begin

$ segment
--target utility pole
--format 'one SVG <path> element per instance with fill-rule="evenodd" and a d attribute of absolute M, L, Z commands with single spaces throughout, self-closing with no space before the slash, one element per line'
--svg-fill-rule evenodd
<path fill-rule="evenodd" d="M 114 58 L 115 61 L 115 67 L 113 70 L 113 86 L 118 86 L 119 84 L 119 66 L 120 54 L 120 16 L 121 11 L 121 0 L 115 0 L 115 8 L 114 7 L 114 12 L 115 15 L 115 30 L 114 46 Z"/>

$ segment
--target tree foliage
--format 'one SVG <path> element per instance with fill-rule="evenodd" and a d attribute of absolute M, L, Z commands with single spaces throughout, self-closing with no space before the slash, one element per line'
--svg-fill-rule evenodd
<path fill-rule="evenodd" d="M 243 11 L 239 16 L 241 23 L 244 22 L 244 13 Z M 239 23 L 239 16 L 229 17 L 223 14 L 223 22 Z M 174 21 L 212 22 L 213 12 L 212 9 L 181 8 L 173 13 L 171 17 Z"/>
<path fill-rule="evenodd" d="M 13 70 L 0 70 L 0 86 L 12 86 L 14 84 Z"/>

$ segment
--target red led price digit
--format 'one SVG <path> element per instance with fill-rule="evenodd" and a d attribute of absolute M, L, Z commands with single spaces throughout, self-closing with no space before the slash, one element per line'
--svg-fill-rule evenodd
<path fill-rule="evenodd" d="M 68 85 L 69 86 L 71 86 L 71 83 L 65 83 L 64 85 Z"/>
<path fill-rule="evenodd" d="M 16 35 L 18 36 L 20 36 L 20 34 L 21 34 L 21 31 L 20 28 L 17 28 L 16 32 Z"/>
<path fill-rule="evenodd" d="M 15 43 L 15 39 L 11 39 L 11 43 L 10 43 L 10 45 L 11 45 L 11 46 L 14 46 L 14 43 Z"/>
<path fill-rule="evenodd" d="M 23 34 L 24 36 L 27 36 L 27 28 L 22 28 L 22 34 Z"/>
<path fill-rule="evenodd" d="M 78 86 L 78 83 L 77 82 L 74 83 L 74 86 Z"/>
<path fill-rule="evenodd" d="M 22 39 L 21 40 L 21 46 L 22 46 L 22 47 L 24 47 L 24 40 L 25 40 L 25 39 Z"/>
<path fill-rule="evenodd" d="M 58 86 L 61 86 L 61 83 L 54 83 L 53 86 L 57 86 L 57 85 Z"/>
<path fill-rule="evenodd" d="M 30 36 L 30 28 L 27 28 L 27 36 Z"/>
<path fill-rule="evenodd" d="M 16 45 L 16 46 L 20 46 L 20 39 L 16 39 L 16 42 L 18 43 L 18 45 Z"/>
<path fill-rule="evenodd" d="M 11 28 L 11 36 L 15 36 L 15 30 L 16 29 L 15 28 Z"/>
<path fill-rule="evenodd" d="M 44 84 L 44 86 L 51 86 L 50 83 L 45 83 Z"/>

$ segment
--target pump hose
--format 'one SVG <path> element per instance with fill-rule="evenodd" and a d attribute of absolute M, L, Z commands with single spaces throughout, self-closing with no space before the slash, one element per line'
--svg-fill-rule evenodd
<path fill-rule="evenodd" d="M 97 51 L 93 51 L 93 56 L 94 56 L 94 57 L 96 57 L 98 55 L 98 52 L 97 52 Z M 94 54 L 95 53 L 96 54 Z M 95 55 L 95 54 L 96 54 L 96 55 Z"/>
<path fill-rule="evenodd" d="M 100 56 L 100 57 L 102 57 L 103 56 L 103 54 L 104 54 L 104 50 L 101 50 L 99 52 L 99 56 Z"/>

end
begin

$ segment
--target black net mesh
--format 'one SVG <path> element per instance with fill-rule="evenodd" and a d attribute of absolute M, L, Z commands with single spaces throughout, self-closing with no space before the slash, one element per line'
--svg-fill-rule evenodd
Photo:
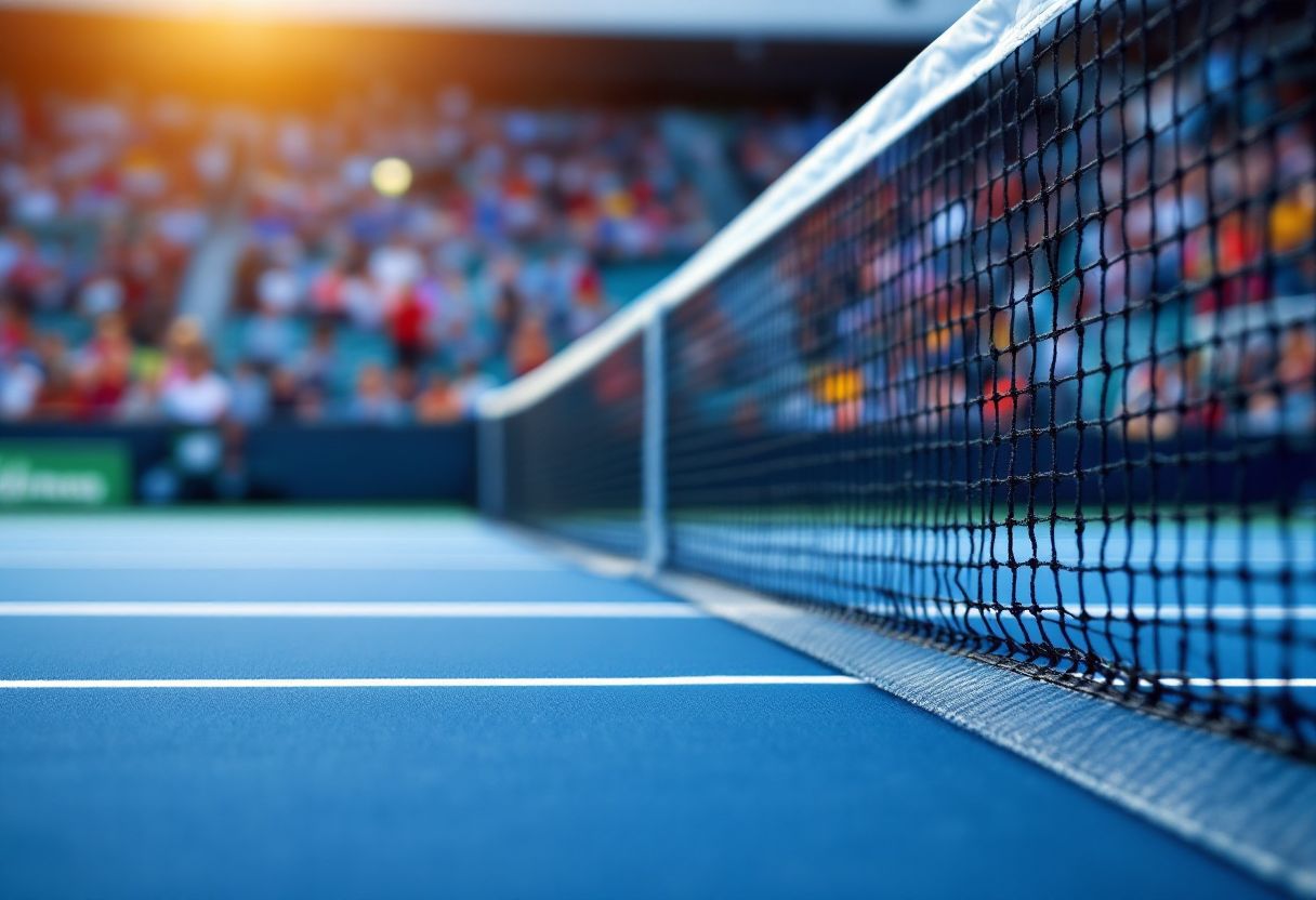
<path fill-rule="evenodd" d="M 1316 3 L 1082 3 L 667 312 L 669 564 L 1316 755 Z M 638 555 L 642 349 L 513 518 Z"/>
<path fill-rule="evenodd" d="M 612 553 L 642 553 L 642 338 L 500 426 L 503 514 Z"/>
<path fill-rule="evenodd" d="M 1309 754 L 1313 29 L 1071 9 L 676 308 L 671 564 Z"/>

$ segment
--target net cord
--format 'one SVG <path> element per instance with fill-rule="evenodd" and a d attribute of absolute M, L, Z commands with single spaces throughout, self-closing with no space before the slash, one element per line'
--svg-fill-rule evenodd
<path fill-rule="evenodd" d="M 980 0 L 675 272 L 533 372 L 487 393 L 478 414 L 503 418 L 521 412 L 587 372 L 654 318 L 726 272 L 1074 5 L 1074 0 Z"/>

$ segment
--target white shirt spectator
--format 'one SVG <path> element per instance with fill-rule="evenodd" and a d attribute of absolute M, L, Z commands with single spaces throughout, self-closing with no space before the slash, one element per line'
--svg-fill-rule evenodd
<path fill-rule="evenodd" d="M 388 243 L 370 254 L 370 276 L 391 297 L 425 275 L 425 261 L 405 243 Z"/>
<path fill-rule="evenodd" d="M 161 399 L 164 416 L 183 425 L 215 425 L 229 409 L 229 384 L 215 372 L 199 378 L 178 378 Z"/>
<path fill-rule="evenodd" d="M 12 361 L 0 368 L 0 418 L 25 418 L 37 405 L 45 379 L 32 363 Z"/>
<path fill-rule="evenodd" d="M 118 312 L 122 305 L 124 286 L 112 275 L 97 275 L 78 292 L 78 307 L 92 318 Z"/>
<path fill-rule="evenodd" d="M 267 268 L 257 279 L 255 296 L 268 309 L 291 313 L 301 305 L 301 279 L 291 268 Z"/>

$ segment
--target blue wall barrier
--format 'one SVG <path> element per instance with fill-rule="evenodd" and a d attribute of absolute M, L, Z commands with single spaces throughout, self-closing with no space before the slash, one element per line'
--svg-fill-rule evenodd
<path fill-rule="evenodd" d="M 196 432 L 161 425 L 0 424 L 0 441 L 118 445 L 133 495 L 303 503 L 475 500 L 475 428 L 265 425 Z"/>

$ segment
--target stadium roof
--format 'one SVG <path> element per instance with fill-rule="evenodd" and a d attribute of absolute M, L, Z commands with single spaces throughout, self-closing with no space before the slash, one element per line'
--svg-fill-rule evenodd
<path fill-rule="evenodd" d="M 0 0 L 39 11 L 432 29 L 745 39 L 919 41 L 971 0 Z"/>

end
begin

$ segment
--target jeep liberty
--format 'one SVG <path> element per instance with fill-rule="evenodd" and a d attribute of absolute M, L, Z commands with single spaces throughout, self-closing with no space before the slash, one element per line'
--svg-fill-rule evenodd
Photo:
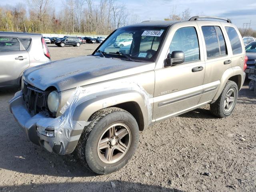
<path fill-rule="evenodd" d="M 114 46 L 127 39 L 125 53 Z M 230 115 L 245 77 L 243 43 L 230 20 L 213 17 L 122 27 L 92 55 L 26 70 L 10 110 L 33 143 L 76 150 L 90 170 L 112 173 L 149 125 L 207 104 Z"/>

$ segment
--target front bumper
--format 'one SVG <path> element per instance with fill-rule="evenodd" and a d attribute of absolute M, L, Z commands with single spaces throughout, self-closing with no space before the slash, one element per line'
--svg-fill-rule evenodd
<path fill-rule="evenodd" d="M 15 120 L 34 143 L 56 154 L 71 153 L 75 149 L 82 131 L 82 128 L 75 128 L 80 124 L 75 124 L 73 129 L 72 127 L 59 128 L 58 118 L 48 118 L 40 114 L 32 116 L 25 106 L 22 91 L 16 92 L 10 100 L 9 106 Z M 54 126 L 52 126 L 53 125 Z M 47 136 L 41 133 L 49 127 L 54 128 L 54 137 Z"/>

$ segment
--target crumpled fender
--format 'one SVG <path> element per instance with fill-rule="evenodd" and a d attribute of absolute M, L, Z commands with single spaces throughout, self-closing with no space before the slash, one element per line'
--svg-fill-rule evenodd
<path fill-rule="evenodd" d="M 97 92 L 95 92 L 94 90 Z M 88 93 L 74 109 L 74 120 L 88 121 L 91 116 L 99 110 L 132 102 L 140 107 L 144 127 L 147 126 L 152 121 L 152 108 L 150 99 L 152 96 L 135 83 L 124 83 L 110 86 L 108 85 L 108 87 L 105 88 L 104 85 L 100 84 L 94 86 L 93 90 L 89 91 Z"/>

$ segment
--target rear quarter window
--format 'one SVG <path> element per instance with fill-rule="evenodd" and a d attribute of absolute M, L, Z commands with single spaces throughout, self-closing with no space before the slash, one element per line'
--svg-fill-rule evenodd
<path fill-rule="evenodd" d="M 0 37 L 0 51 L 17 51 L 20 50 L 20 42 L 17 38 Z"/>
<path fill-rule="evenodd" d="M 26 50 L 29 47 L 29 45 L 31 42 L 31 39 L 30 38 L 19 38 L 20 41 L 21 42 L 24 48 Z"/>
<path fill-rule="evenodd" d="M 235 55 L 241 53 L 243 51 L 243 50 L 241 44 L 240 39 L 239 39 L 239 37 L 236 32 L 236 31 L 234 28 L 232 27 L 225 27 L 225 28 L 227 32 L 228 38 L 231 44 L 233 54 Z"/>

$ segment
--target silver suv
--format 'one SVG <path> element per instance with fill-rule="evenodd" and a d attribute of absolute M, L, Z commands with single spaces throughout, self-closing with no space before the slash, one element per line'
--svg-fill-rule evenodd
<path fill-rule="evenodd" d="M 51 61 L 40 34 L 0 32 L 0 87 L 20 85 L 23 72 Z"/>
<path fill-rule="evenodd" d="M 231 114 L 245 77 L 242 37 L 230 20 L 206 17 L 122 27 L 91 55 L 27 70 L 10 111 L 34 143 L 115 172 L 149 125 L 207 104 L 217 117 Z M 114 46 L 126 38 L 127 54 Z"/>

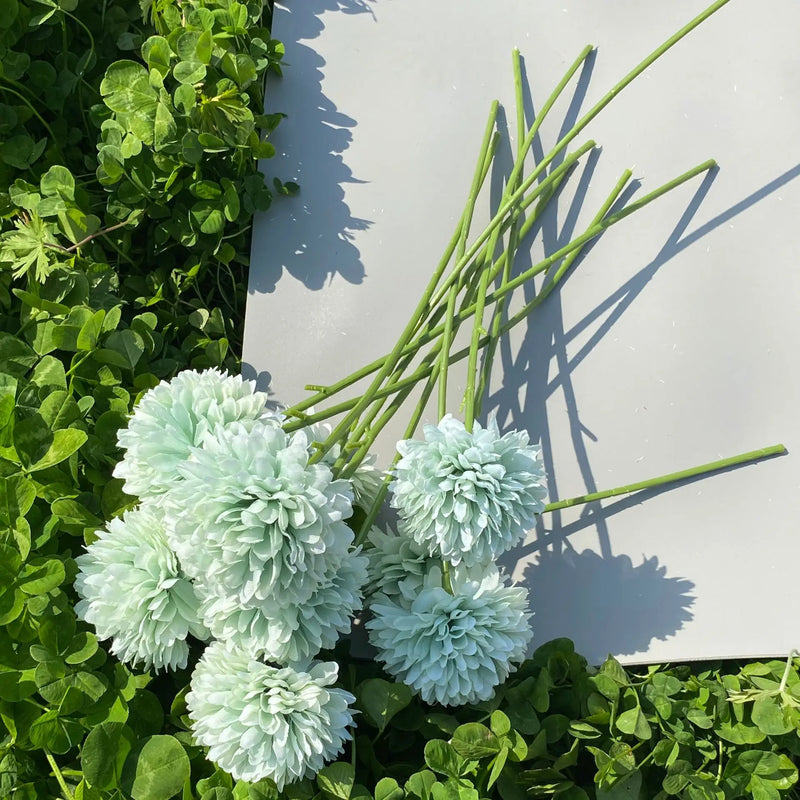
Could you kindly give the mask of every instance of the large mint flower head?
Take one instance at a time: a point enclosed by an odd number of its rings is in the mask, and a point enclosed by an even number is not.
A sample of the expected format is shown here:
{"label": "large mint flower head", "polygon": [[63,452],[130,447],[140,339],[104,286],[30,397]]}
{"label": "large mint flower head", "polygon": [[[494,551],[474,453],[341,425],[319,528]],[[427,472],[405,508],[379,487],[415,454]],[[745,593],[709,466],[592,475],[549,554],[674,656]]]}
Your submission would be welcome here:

end

What the task requires →
Reproduce the lines above verbatim, beginning at the line that contains "Could you kindly" and stopping after the line that contains "Your submission would".

Response →
Could you kindly give the mask of every instance of the large mint flower head?
Take one instance at a time: a point enclosed by an odd number of its rings is in the mask, and a point enclosed by an even number is not.
A sample of the expected format is shown here:
{"label": "large mint flower head", "polygon": [[63,452],[130,447],[140,339],[104,286],[30,397]]}
{"label": "large mint flower head", "polygon": [[[494,551],[474,453],[341,425],[319,528]],[[427,472],[405,508],[379,487],[415,454]],[[745,593],[709,466],[592,475],[549,554],[674,656]]]}
Your submission would be welcome here:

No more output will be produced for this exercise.